Records to process.

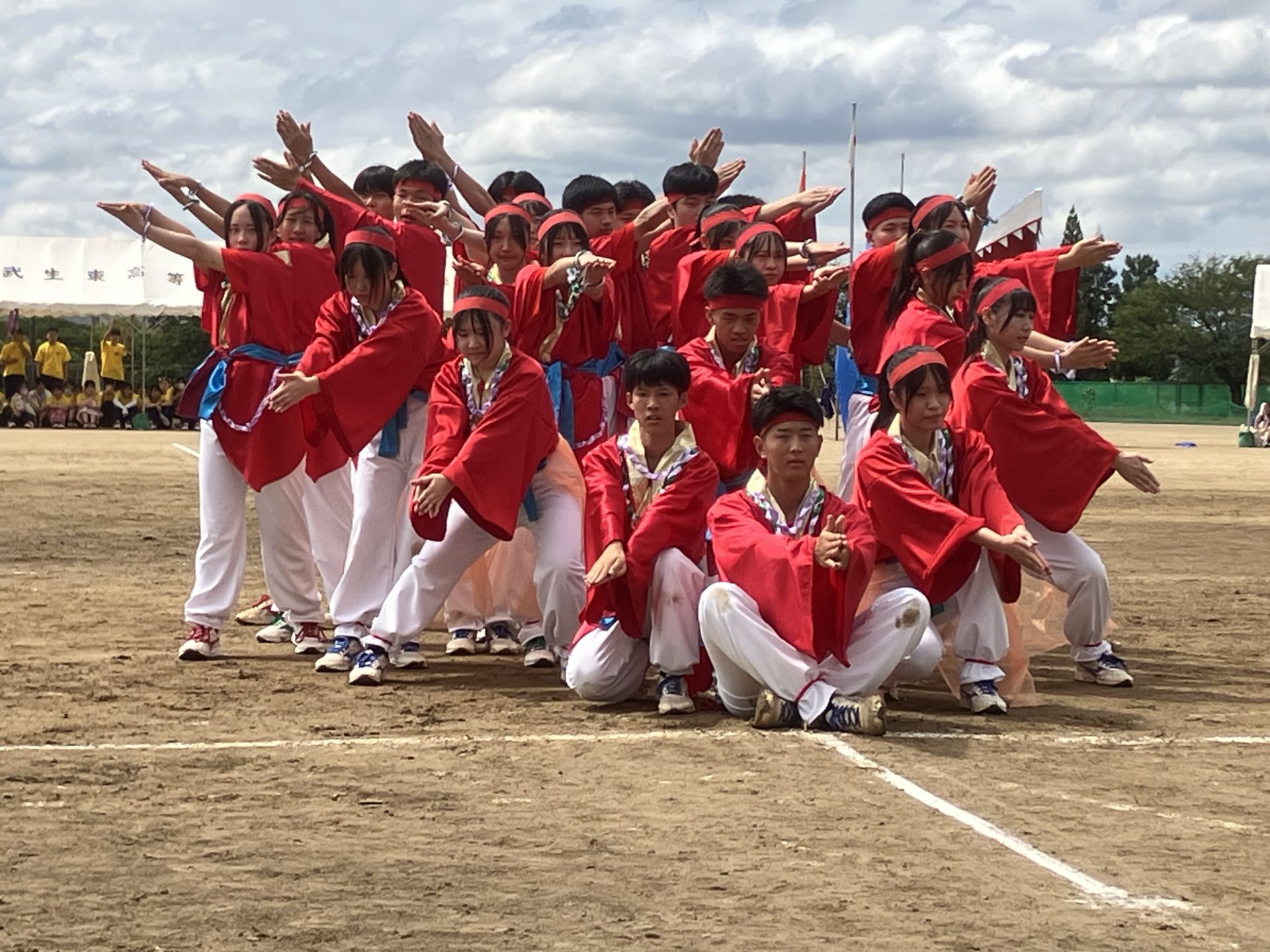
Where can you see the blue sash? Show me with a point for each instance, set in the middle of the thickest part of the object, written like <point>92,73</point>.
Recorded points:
<point>215,389</point>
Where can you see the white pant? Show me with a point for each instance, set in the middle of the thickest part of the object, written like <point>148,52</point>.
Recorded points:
<point>381,531</point>
<point>857,428</point>
<point>432,574</point>
<point>329,512</point>
<point>610,666</point>
<point>982,633</point>
<point>222,556</point>
<point>748,655</point>
<point>1078,571</point>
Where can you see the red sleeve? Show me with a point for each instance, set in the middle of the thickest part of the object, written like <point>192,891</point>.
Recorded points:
<point>927,534</point>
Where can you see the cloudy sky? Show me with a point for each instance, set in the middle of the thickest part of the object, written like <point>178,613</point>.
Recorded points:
<point>1151,116</point>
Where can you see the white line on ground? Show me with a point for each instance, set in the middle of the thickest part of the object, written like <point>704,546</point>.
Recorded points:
<point>1095,889</point>
<point>405,742</point>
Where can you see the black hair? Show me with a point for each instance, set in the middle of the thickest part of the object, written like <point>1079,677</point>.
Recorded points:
<point>321,214</point>
<point>423,171</point>
<point>587,190</point>
<point>888,200</point>
<point>633,190</point>
<point>921,247</point>
<point>906,386</point>
<point>1017,301</point>
<point>736,278</point>
<point>654,367</point>
<point>520,229</point>
<point>261,219</point>
<point>789,399</point>
<point>375,178</point>
<point>726,231</point>
<point>548,241</point>
<point>375,260</point>
<point>480,319</point>
<point>939,216</point>
<point>690,179</point>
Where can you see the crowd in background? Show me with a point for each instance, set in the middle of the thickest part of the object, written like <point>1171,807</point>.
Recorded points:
<point>102,399</point>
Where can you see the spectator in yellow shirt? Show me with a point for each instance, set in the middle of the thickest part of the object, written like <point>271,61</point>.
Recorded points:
<point>52,360</point>
<point>15,356</point>
<point>112,358</point>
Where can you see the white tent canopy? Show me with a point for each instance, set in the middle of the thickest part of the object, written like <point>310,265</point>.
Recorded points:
<point>78,277</point>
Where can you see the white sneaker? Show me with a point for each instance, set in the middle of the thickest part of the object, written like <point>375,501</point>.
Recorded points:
<point>502,641</point>
<point>411,655</point>
<point>310,639</point>
<point>276,633</point>
<point>982,697</point>
<point>368,668</point>
<point>538,654</point>
<point>202,644</point>
<point>461,643</point>
<point>341,654</point>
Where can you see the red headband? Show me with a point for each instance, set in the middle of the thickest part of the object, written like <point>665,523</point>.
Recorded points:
<point>1000,291</point>
<point>418,183</point>
<point>480,303</point>
<point>371,238</point>
<point>723,302</point>
<point>958,249</point>
<point>259,200</point>
<point>531,197</point>
<point>558,219</point>
<point>929,206</point>
<point>722,219</point>
<point>788,416</point>
<point>922,358</point>
<point>508,210</point>
<point>896,211</point>
<point>757,229</point>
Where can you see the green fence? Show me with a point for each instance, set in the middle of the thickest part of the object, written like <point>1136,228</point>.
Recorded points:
<point>1154,403</point>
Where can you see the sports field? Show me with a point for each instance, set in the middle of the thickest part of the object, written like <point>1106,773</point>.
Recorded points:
<point>253,804</point>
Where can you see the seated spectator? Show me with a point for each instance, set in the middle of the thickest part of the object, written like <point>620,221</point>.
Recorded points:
<point>88,408</point>
<point>126,405</point>
<point>159,414</point>
<point>22,408</point>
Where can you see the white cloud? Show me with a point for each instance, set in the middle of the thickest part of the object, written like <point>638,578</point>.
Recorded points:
<point>1151,116</point>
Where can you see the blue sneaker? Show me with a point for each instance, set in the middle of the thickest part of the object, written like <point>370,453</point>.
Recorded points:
<point>368,668</point>
<point>1109,670</point>
<point>411,655</point>
<point>341,654</point>
<point>672,696</point>
<point>982,697</point>
<point>854,715</point>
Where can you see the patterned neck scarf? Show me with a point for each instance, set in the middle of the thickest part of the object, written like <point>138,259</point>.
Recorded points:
<point>1013,366</point>
<point>748,364</point>
<point>479,394</point>
<point>639,481</point>
<point>804,520</point>
<point>937,469</point>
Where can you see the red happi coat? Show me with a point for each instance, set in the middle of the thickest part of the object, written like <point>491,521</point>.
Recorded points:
<point>630,292</point>
<point>719,405</point>
<point>419,253</point>
<point>585,335</point>
<point>810,606</point>
<point>1049,461</point>
<point>366,380</point>
<point>493,461</point>
<point>921,324</point>
<point>675,518</point>
<point>252,302</point>
<point>931,535</point>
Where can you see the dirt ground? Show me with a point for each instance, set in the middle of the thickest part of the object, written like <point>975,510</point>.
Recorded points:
<point>508,814</point>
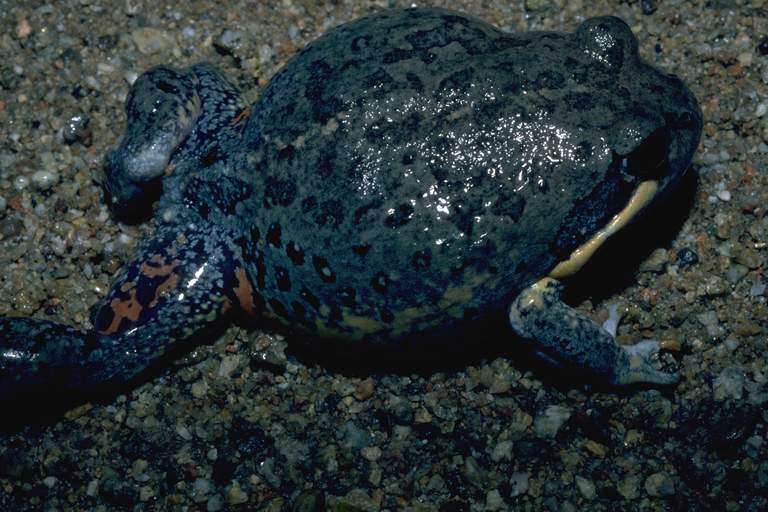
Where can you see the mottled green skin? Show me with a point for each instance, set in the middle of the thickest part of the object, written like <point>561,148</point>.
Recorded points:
<point>402,177</point>
<point>436,166</point>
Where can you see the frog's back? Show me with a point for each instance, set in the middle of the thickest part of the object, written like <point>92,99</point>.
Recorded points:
<point>410,181</point>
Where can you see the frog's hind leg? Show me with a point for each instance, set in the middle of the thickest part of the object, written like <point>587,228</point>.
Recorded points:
<point>173,116</point>
<point>568,339</point>
<point>175,294</point>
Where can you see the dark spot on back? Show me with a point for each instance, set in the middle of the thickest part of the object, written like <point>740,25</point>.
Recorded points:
<point>458,80</point>
<point>580,101</point>
<point>298,309</point>
<point>323,269</point>
<point>273,235</point>
<point>400,217</point>
<point>508,204</point>
<point>309,297</point>
<point>278,308</point>
<point>308,204</point>
<point>471,313</point>
<point>331,213</point>
<point>210,157</point>
<point>421,259</point>
<point>295,253</point>
<point>550,79</point>
<point>380,282</point>
<point>362,210</point>
<point>414,82</point>
<point>584,151</point>
<point>261,270</point>
<point>283,281</point>
<point>279,192</point>
<point>286,153</point>
<point>361,250</point>
<point>347,296</point>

Exercise directions. Could you reproduce the listing above exactly and drop every picture?

Result of this exercise.
Where can you see the blue sash? Show me with a point for each instance, set in the middle of the thickest part of the object, written like <point>92,73</point>.
Recorded points:
<point>215,389</point>
Where can you see the white pant? Show me with a point for each instance, set in the middle of the thickest part of the object, written like <point>148,52</point>.
Recorded points:
<point>381,531</point>
<point>857,428</point>
<point>432,574</point>
<point>329,512</point>
<point>610,666</point>
<point>982,633</point>
<point>222,556</point>
<point>748,655</point>
<point>1078,571</point>
Where can you see the red sleeve? Show me with a point for each instance, set in the middle of the thickest part of the object, written like <point>192,891</point>.
Recorded points:
<point>927,534</point>
Where can you see the cloudy sky? Show me with a point for each instance, set in the middle of the thickest part of the object, written like <point>178,613</point>.
Recorded points:
<point>1151,116</point>
Where can you see the white line on ground? Show me with a point for each instance, set in the middle of the thickest part of the object, written like <point>704,546</point>.
Recorded points:
<point>1095,889</point>
<point>405,742</point>
Where can you see the black hair? Show me with a point for each instance, set in the middle of the thickest part of the object, written like <point>1079,677</point>.
Recorded points:
<point>321,214</point>
<point>423,171</point>
<point>587,190</point>
<point>888,200</point>
<point>633,190</point>
<point>921,247</point>
<point>906,386</point>
<point>1017,301</point>
<point>736,278</point>
<point>654,367</point>
<point>520,229</point>
<point>261,219</point>
<point>789,399</point>
<point>375,178</point>
<point>726,231</point>
<point>548,241</point>
<point>375,260</point>
<point>480,319</point>
<point>939,216</point>
<point>690,179</point>
Where can you see the crowd in background? Show me with a point for each instance, set in the middle of the thickest part of the object, written like <point>1171,807</point>.
Recorded points:
<point>102,399</point>
Where can you see the spectator in yellow shirt? Show me with a point for each instance, set in the middle of the thickest part of the object, written like <point>271,61</point>.
Recorded points:
<point>52,360</point>
<point>15,356</point>
<point>112,358</point>
Where can you see the white tent canopy? Show me with a point for each instance, set in the middle of the thickest part of the object, written like <point>310,265</point>.
Recorded points:
<point>78,277</point>
Where can you see the white sneaker? Show me with a point for each instance, set in the middle of the thickest part of the object, written like <point>375,501</point>.
Recorded points:
<point>502,641</point>
<point>411,655</point>
<point>310,639</point>
<point>276,633</point>
<point>982,697</point>
<point>368,668</point>
<point>538,654</point>
<point>202,644</point>
<point>461,643</point>
<point>341,654</point>
Where can you see the red headband? Show me with a point for each instance, set in the middle of the thickest part of the object, written like <point>665,523</point>.
Recorded points:
<point>1000,291</point>
<point>418,183</point>
<point>480,303</point>
<point>371,238</point>
<point>723,302</point>
<point>958,249</point>
<point>259,200</point>
<point>531,197</point>
<point>558,219</point>
<point>929,206</point>
<point>722,219</point>
<point>788,416</point>
<point>922,358</point>
<point>508,210</point>
<point>896,211</point>
<point>757,229</point>
Where can you see the green fence? Show me with a point for each instance, set in the middle of the thickest part of the object, written like <point>1136,228</point>.
Recorded points:
<point>1154,403</point>
Where can you see the sports field? Show me with a point for each instance, set in the middle of the thickest part of the object, written like <point>1106,773</point>.
Recorded points:
<point>253,804</point>
Where can you see the seated spectator? Show me with a point for each instance, set in the middle of the thickest part of the object, written like <point>620,221</point>.
Recorded points:
<point>88,408</point>
<point>126,405</point>
<point>159,414</point>
<point>22,408</point>
Where can you see the white cloud? Show me with a point for each instance, set in the middle of the thickest part of the object, written like <point>638,578</point>.
Recorded points:
<point>1151,116</point>
Where can you see the blue sneaker? Show me with a point for each instance, set in the middle of the thickest part of the object, written like <point>370,453</point>.
Recorded points:
<point>368,668</point>
<point>1109,670</point>
<point>411,655</point>
<point>341,654</point>
<point>672,696</point>
<point>982,697</point>
<point>854,715</point>
Where can you see the patterned neck scarf? Show me with a point for each instance, set in the middle of the thickest part of the object, written like <point>138,259</point>.
Recorded points:
<point>1013,366</point>
<point>748,364</point>
<point>479,394</point>
<point>639,481</point>
<point>804,520</point>
<point>937,469</point>
Where can you see the red happi coat? Show me with a point for each instance, set in the middle of the thickest part of the object, written like <point>491,521</point>.
Recorded points:
<point>630,292</point>
<point>719,405</point>
<point>419,253</point>
<point>585,335</point>
<point>810,606</point>
<point>1049,461</point>
<point>366,380</point>
<point>493,461</point>
<point>921,324</point>
<point>675,518</point>
<point>252,302</point>
<point>931,535</point>
Where can you see the dirt ground? Show me with a point for each instance, set in the middle of the thickest part of the object, written like <point>975,510</point>.
Recorded points:
<point>508,814</point>
Where can you see the mottled green skin? Show me with a point for each instance, set in the middle of the thickest part of the object, written like <point>561,148</point>.
Recorded points:
<point>402,177</point>
<point>436,166</point>
Where can you see the frog's back? Show me with a point for each instance, set in the middle of the thickest part of the object, written like <point>92,99</point>.
Recorded points:
<point>410,181</point>
Where can you see the frog's hind leg? Show me with a point for each instance, set in the middle of the thickest part of the object, written like <point>587,228</point>.
Recorded points:
<point>173,116</point>
<point>568,339</point>
<point>175,294</point>
Where can you see the dark spot on back? Show me with a point for each instance, set in the middle of the thickest part of the object, written like <point>740,25</point>.
Recorded points:
<point>458,80</point>
<point>580,101</point>
<point>298,309</point>
<point>323,269</point>
<point>273,235</point>
<point>400,217</point>
<point>508,204</point>
<point>309,297</point>
<point>278,308</point>
<point>308,204</point>
<point>471,313</point>
<point>331,213</point>
<point>210,157</point>
<point>421,259</point>
<point>295,253</point>
<point>550,79</point>
<point>380,282</point>
<point>362,210</point>
<point>414,82</point>
<point>584,151</point>
<point>261,270</point>
<point>283,281</point>
<point>279,192</point>
<point>286,153</point>
<point>361,250</point>
<point>347,296</point>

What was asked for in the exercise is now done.